Quoted passage =
== == ==
Message-Id: <200409071849.i87Inw3f143238@austin.ibm.com>
Subject: [patch 2/2] cpu hotplug notifier for updating sched domains
To: linux-kernel@vger.kernel.org
Cc: akpm@osdl.org, rusty@rustcorp.com.au, piggin@cyberone.com.au,
       nathanl@austin.ibm.com
From: nathanl@austin.ibm.com
Date: Tue,  7 Sep 2004 13:50:51 -0500
Sender: linux-kernel-owner@vger.kernel.org
Content-Length: 7645
Lines: 237


Register a cpu hotplug notifier which reinitializes the scheduler
domains hierarchy.  The notifier temporarily attaches all running cpus
to a "dummy" domain (like we currently do during boot) to avoid
balancing.  It then calls arch_init_sched_domains which rebuilds the
"real" domains and reattaches the cpus to them.

Also change __init attributes to __devinit where necessary.

Signed-off-by: Nathan Lynch <nathanl@austin.ibm.com>


---


diff -puN kernel/sched.c~sched-domains-cpu-hotplug-notifier kernel/sched.c
--- 2.6.9-rc1-bk14/kernel/sched.c~sched-domains-cpu-hotplug-notifier	2004-09-07 13:32:50.000000000 -0500
+++ 2.6.9-rc1-bk14-nathanl/kernel/sched.c	2004-09-07 13:34:38.000000000 -0500
@@ -4191,7 +4191,10 @@ spinlock_t kernel_flag __cacheline_align
 EXPORT_SYMBOL(kernel_flag);
 
 #ifdef CONFIG_SMP
-/* Attach the domain 'sd' to 'cpu' as its base domain */
+/*
+ * Attach the domain 'sd' to 'cpu' as its base domain.  Callers must
+ * hold the cpu_control_semaphore.
== == ==
Dataset =
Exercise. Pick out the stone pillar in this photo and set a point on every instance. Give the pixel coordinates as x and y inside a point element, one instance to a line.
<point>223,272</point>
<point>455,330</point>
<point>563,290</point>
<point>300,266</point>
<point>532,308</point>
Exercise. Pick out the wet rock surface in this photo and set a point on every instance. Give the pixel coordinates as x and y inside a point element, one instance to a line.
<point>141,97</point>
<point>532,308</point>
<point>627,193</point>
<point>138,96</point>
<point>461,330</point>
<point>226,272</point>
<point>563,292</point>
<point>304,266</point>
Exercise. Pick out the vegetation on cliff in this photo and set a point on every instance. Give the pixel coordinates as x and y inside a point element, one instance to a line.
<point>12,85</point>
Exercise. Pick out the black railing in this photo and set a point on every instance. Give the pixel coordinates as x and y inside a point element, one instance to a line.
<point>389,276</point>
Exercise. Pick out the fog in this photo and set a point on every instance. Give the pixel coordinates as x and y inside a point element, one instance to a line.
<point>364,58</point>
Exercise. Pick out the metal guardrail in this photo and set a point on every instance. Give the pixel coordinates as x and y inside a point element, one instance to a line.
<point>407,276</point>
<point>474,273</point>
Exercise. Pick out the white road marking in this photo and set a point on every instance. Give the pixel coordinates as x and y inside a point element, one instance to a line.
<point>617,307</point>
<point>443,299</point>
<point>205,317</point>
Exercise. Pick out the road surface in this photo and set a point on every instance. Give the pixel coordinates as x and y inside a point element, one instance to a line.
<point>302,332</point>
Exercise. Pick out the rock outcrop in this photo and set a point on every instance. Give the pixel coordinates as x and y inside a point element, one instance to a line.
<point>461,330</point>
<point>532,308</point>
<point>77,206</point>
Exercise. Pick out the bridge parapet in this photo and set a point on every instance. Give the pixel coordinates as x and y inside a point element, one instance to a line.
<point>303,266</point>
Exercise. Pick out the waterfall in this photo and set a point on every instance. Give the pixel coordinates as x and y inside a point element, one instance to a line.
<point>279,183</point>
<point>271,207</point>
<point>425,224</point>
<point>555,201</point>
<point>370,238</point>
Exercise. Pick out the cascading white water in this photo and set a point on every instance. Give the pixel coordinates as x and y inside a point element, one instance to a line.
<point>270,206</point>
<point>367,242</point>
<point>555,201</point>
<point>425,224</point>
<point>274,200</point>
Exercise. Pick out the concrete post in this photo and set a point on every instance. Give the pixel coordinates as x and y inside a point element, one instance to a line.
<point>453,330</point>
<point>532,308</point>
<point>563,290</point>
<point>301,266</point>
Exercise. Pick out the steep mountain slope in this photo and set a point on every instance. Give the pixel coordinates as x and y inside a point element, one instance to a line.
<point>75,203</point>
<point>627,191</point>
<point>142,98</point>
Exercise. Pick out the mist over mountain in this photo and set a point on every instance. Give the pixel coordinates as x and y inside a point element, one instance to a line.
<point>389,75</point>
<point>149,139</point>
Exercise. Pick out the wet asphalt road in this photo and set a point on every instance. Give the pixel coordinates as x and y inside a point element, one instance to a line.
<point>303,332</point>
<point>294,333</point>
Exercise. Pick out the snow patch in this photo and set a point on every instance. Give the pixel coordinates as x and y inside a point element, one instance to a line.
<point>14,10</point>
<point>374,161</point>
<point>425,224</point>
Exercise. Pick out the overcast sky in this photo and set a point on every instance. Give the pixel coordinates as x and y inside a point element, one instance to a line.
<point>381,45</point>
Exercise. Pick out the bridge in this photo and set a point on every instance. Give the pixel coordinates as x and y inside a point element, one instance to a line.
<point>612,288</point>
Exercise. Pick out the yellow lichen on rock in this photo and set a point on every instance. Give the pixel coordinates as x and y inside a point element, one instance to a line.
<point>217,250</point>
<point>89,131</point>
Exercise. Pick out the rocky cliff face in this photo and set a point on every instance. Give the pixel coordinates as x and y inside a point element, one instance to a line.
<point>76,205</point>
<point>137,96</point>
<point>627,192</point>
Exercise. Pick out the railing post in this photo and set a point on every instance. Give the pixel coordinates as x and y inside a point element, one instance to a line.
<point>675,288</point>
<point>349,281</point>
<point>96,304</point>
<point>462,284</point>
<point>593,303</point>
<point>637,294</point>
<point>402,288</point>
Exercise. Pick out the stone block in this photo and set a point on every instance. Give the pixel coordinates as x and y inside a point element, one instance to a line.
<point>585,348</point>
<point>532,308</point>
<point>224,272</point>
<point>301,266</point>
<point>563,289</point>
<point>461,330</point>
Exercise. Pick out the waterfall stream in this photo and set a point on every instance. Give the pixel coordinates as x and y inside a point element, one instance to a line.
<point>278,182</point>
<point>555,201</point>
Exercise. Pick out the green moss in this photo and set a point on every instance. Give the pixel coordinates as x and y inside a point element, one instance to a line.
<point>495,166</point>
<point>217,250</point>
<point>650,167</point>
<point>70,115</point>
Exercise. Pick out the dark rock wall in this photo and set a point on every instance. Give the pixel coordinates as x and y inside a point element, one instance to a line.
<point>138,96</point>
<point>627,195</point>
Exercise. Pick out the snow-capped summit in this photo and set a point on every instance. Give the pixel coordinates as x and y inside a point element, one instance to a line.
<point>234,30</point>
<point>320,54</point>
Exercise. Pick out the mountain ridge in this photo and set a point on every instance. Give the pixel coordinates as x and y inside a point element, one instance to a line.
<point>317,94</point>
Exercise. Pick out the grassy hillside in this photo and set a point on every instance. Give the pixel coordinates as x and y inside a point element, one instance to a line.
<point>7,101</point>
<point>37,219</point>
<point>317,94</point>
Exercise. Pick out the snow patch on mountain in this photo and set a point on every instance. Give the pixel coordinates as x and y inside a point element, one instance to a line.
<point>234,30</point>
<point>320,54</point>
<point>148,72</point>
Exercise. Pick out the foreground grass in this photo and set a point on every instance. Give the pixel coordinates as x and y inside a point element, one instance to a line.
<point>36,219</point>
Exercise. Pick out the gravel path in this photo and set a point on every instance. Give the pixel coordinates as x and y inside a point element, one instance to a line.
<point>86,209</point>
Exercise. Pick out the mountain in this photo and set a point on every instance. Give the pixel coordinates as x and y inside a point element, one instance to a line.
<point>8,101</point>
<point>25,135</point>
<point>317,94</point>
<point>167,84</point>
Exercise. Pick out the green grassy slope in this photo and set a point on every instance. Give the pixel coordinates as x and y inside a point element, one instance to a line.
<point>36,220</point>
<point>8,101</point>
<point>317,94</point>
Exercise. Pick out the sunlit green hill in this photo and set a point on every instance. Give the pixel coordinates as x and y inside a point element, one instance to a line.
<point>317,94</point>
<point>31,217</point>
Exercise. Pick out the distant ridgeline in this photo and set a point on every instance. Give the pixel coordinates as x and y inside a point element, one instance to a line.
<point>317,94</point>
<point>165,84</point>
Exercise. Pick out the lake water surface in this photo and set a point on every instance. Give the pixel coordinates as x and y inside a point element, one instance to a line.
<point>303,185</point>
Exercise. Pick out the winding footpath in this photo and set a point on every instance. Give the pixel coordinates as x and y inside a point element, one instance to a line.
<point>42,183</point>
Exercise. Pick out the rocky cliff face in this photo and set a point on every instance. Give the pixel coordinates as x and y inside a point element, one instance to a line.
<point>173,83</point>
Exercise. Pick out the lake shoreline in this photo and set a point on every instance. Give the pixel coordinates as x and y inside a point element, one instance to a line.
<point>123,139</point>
== == ==
Exercise objective =
List every address on the Cc line of the patch email's header.

Expected answer =
akpm@osdl.org
rusty@rustcorp.com.au
piggin@cyberone.com.au
nathanl@austin.ibm.com